▶ **Assignment**: Only one stretch of the data below is needed. Output the lines from the one with "Target: man's left hand" up to and including the one with "point: man's face", exactly as they stand.

▶ **Saved entries**:
/---

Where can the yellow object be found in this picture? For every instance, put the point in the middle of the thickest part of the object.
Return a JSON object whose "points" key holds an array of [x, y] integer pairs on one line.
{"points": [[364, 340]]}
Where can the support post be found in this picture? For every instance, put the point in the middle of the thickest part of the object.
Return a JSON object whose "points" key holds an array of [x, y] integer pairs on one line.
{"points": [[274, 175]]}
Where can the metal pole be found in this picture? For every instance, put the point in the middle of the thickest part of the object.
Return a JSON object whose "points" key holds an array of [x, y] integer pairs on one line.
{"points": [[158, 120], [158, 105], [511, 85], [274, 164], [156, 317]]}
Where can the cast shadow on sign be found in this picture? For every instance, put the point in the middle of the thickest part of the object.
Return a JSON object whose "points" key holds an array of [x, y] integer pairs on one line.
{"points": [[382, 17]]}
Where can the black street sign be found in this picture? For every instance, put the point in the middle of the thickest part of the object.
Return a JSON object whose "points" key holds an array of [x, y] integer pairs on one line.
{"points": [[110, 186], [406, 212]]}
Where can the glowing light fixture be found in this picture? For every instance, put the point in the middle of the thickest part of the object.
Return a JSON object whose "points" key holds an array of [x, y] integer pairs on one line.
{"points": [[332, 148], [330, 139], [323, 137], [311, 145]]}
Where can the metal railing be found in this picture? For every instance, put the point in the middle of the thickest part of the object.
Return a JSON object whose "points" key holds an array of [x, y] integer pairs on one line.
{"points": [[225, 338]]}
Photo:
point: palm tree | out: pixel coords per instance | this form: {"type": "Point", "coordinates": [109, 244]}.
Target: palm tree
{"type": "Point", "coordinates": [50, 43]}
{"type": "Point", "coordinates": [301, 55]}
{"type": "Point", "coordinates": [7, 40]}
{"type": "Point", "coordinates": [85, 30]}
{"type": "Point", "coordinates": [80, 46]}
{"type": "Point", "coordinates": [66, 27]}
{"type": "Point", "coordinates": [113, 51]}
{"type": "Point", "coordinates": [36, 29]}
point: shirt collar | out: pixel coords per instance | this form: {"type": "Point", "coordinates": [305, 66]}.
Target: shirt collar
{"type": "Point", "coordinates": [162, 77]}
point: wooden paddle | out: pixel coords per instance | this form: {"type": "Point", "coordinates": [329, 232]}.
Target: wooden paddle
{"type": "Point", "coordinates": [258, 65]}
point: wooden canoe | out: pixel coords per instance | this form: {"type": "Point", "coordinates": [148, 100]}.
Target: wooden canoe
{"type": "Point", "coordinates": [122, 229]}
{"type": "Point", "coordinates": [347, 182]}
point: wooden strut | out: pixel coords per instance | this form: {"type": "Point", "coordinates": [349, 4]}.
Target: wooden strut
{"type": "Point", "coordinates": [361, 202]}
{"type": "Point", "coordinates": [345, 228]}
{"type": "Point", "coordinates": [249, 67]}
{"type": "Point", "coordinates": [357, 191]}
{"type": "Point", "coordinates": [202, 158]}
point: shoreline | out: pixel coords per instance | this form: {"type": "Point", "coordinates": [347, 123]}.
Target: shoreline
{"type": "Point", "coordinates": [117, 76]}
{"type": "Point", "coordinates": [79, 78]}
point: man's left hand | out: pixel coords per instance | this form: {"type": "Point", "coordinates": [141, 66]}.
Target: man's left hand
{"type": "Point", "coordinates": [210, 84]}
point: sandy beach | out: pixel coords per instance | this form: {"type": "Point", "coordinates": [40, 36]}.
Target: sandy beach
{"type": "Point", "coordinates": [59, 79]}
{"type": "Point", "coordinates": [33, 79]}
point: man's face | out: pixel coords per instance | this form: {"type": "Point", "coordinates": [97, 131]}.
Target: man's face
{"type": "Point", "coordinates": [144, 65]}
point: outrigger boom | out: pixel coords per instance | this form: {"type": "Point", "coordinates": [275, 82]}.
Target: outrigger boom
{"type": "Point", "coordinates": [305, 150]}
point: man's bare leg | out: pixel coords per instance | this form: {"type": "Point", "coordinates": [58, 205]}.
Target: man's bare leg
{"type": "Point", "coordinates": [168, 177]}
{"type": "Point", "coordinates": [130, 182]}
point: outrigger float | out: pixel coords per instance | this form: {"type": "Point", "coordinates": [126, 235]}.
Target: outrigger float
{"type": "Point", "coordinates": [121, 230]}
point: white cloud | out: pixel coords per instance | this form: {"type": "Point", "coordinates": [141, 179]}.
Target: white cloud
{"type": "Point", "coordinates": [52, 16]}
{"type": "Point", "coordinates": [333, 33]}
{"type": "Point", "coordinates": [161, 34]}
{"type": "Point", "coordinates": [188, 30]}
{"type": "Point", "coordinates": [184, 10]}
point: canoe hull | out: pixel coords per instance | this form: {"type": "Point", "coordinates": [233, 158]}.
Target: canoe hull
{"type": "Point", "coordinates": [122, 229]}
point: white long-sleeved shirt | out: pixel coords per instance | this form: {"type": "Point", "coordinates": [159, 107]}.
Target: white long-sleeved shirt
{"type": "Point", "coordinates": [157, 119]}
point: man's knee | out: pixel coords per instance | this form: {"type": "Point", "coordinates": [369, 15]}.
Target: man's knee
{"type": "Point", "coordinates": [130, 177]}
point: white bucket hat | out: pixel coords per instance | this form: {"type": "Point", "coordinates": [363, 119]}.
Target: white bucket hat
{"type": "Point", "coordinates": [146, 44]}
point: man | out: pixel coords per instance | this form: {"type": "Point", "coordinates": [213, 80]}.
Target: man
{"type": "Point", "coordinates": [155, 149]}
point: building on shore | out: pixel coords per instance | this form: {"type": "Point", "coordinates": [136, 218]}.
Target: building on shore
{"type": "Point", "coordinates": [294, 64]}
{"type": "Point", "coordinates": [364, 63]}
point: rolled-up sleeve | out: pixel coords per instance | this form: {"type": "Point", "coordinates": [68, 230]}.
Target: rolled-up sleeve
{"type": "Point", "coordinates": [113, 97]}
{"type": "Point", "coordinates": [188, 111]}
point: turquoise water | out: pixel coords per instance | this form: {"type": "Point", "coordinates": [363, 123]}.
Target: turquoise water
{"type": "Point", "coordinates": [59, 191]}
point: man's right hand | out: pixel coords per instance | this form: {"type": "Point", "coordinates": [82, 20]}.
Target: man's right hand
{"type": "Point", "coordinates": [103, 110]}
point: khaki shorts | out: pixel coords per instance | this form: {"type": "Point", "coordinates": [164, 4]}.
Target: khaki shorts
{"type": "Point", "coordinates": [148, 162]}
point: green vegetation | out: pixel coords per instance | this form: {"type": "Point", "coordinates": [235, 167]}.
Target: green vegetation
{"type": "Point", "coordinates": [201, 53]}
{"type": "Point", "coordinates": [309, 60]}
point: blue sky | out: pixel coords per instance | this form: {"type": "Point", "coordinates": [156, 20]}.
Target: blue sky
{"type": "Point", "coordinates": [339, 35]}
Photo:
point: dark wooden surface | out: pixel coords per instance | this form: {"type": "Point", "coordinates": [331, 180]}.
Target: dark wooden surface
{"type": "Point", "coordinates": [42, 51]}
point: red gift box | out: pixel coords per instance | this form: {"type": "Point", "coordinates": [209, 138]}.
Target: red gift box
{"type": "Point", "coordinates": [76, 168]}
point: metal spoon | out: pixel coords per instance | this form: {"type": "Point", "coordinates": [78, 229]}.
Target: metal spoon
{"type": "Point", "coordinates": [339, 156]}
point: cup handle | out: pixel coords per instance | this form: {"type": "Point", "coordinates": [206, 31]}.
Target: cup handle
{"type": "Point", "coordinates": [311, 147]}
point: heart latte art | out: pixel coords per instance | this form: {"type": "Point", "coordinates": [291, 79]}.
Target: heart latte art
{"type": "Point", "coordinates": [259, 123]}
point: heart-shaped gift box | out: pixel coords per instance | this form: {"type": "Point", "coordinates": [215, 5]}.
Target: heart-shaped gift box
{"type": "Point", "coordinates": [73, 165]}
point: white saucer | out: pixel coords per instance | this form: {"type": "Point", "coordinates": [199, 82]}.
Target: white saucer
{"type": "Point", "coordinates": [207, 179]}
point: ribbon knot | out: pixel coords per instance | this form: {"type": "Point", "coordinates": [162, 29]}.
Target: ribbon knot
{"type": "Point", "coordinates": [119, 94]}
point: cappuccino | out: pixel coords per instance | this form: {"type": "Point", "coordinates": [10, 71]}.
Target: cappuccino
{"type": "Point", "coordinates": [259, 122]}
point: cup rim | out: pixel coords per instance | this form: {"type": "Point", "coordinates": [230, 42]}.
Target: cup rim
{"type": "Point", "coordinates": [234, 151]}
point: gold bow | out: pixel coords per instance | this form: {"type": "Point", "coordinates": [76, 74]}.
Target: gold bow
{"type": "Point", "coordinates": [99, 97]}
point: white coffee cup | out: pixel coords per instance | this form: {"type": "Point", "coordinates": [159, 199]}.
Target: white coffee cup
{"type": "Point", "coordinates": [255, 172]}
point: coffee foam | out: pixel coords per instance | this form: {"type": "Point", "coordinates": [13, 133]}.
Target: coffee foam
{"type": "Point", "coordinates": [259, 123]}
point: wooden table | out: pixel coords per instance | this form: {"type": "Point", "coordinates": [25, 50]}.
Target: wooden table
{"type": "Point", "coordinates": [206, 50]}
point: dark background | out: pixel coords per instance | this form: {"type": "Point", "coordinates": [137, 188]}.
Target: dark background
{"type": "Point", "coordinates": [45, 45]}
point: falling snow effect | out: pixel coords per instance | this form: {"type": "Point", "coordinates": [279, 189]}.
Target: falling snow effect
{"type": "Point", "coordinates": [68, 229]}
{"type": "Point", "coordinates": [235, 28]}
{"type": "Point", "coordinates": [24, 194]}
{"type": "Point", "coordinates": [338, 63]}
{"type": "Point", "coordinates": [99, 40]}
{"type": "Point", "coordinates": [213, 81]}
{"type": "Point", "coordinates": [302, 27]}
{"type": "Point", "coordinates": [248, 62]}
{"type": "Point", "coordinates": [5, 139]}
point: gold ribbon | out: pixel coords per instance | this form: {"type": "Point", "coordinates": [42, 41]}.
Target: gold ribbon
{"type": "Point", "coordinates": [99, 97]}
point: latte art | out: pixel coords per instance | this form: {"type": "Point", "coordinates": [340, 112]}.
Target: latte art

\---

▶ **Exercise solution**:
Target: man's left hand
{"type": "Point", "coordinates": [210, 84]}
point: sandy beach | out: pixel coords per instance | this form: {"type": "Point", "coordinates": [40, 36]}.
Target: sandy beach
{"type": "Point", "coordinates": [59, 79]}
{"type": "Point", "coordinates": [33, 79]}
point: man's face | out: pixel coords per instance | this form: {"type": "Point", "coordinates": [97, 131]}.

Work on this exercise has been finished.